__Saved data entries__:
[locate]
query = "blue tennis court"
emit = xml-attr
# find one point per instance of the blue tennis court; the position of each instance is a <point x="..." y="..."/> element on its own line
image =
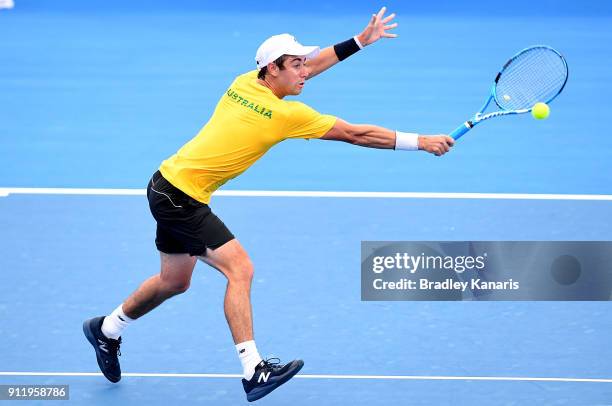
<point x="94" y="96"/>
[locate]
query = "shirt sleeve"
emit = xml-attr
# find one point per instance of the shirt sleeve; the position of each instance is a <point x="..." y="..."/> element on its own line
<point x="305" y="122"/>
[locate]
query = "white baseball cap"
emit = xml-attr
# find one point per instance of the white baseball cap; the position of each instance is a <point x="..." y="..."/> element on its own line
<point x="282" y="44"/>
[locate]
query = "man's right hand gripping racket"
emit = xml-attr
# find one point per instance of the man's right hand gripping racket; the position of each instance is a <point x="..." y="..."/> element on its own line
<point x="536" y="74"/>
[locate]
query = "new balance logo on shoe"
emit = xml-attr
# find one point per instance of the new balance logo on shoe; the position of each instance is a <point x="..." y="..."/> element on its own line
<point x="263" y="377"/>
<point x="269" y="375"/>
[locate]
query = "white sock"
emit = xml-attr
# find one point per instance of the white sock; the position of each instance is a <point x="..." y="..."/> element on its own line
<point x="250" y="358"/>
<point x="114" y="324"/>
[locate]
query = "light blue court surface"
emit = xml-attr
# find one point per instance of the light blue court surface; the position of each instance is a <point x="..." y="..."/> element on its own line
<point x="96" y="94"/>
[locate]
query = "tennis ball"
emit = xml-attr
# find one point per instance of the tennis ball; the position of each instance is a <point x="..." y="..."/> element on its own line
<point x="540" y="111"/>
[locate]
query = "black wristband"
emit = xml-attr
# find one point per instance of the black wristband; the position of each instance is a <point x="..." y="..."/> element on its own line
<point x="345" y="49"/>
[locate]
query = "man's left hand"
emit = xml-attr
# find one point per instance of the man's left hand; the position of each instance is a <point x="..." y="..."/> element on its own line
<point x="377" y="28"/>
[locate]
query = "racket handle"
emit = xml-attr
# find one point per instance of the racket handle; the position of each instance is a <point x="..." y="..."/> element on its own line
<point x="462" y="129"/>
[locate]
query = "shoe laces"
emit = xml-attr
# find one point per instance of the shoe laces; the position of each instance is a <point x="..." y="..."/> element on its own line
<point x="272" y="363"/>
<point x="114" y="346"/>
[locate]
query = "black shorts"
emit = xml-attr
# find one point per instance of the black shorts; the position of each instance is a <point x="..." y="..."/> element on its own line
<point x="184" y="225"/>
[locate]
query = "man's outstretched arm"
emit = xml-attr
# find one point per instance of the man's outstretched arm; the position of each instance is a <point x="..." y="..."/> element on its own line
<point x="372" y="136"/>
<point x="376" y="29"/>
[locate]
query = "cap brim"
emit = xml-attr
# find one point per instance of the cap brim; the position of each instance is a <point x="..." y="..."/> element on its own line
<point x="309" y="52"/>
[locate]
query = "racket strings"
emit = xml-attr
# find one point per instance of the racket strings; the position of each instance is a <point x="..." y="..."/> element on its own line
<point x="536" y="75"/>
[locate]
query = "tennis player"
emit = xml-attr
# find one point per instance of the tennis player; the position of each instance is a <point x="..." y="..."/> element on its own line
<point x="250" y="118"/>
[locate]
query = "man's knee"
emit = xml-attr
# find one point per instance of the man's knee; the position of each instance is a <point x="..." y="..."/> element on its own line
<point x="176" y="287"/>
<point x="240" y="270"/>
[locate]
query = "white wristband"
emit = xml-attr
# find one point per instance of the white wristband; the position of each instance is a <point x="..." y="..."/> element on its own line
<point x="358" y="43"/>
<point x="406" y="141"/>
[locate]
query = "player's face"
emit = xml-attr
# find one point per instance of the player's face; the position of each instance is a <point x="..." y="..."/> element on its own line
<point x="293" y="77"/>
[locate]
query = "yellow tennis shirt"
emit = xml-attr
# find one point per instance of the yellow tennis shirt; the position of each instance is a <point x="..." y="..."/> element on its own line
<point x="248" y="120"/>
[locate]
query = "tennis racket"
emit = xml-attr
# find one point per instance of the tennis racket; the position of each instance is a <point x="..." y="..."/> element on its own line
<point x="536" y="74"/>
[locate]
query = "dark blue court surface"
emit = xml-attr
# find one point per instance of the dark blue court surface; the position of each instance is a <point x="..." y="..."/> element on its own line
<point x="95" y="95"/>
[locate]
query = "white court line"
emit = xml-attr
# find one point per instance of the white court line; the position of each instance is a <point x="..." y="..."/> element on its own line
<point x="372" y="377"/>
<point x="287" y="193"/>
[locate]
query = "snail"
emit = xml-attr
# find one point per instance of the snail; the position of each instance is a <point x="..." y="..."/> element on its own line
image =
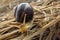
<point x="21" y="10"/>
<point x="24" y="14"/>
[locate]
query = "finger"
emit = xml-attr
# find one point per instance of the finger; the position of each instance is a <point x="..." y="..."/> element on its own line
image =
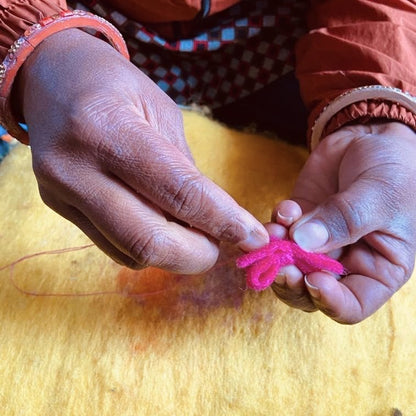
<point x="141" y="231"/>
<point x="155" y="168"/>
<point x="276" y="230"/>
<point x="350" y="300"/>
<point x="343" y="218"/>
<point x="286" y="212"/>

__What needs to be done__:
Repeat the material above verbatim, with no pictures in the output.

__Written response__:
[locate]
query = "blue tennis court"
emit = xml-attr
# find one point per instance of the blue tennis court; the position of each instance is a <point x="..." y="..."/> element on its own line
image =
<point x="94" y="96"/>
[locate]
query = "shirt sleeve"
emit = xml-attr
# find one point per instance of the shirt sleeve; the position of each instance is a <point x="..." y="..."/> element on its own line
<point x="305" y="122"/>
[locate]
query = "white baseball cap"
emit = xml-attr
# find one point per instance of the white baseball cap; the position of each instance is a <point x="..." y="..."/> element on its own line
<point x="282" y="44"/>
[locate]
query = "man's right hand gripping racket"
emit = xml-attr
# find one point per instance of the man's right hand gripping racket; the position of each instance is a <point x="..." y="..."/> element on its own line
<point x="536" y="74"/>
[locate]
query = "new balance logo on shoe"
emit = xml-attr
# find one point per instance of the new balance logo on shoe; the position of each instance is a <point x="..." y="..."/> element on its own line
<point x="263" y="377"/>
<point x="269" y="375"/>
[locate]
query = "white sock"
emit = xml-attr
# find one point per instance of the white sock; the position of each instance is a <point x="..." y="..."/> element on its own line
<point x="250" y="358"/>
<point x="114" y="324"/>
[locate]
query = "light blue court surface"
emit = xml-attr
# find one point per instance of the light blue court surface; the position of each instance is a <point x="..." y="..."/> element on its own line
<point x="96" y="94"/>
[locate]
query = "tennis ball"
emit = xml-attr
# find one point per instance of the tennis ball; the position of each instance is a <point x="..." y="..."/> element on its own line
<point x="540" y="111"/>
[locate]
query = "black wristband"
emit = xml-attr
# find one point per instance of the black wristband; the position of each instance is a <point x="..." y="..."/> element on its own line
<point x="345" y="49"/>
[locate]
query = "man's left hand"
emit = xml-attr
# find one point per instance of the man's left hand; the position of each instance is a <point x="..." y="..."/> element on its own line
<point x="377" y="28"/>
[locate]
query = "racket handle"
emit = xml-attr
# find one point per instance of the racket handle; the position of each instance is a <point x="..." y="..."/> element on its own line
<point x="462" y="129"/>
[locate]
query = "shoe laces"
emit = xml-attr
# find one point per instance of the shoe laces; the position of each instance is a <point x="..." y="..."/> element on its own line
<point x="272" y="363"/>
<point x="114" y="346"/>
[locate]
query = "black shorts"
emit = xml-attr
# find one point per instance of the black shorts; the position of each instance is a <point x="..." y="..."/> element on its own line
<point x="184" y="225"/>
[locate]
query = "man's outstretched arm"
emit = xml-attr
# find one point per instance of the man's outstretched arm; the position of each instance is a <point x="..." y="..."/> element on its own line
<point x="372" y="136"/>
<point x="376" y="29"/>
[locate]
query = "cap brim"
emit = xml-attr
# find one point per instance of the cap brim; the position of each instance is a <point x="..." y="..."/> element on its own line
<point x="309" y="52"/>
[locate]
query = "racket strings"
emit = xml-attr
# find one point per instance of the racket strings; the position of each instance is a <point x="..." y="..."/> element on its own line
<point x="536" y="75"/>
[locate]
query = "tennis player"
emit = xml-attr
# find one point per instance of the tennis player; the position of each instance is a <point x="..." y="..."/> element on its own line
<point x="250" y="118"/>
[locate]
query = "man's knee"
emit = xml-attr
# find one point per instance of the man's knee; the position of each instance is a <point x="..." y="..."/> element on its own line
<point x="176" y="287"/>
<point x="240" y="270"/>
[locate]
query = "white wristband"
emit = xml-attr
# find one point per instance of the white wristband; the position of each instance is a <point x="..." y="..."/> element on its own line
<point x="358" y="43"/>
<point x="406" y="141"/>
[locate]
query = "player's face"
emit = xml-attr
# find one point per instance of the player's face; the position of each instance is a <point x="..." y="..."/> element on its own line
<point x="293" y="77"/>
[locate]
query = "yellow tennis shirt"
emit = xml-attr
# find one point per instance of the yellow tennis shirt; the position of each instance is a <point x="..." y="..."/> element on its own line
<point x="248" y="120"/>
[locate]
query = "tennis racket"
emit = xml-attr
# find one point per instance of the tennis racket; the position of each instance is a <point x="..." y="..."/> element on its own line
<point x="536" y="74"/>
[locate]
query = "dark blue court surface"
emit = xml-attr
# find one point per instance of the dark blue court surface; the position of each instance is a <point x="..." y="..."/> element on its own line
<point x="95" y="95"/>
[locate]
query = "white court line"
emit = xml-attr
# find one point per instance of the white court line; the position of each instance is a <point x="..." y="..."/> element on its own line
<point x="372" y="377"/>
<point x="287" y="193"/>
[locate]
query = "snail"
emit = xml-attr
# find one point per instance of the snail; the position of each instance is a <point x="..." y="..."/> element on its own line
image =
<point x="21" y="10"/>
<point x="24" y="14"/>
[locate]
query = "finger"
emit = xml-attr
# find one point per instance of the finger; the position of each instance is a <point x="..." y="..."/> element on its own line
image =
<point x="141" y="231"/>
<point x="155" y="168"/>
<point x="276" y="230"/>
<point x="350" y="300"/>
<point x="343" y="218"/>
<point x="286" y="212"/>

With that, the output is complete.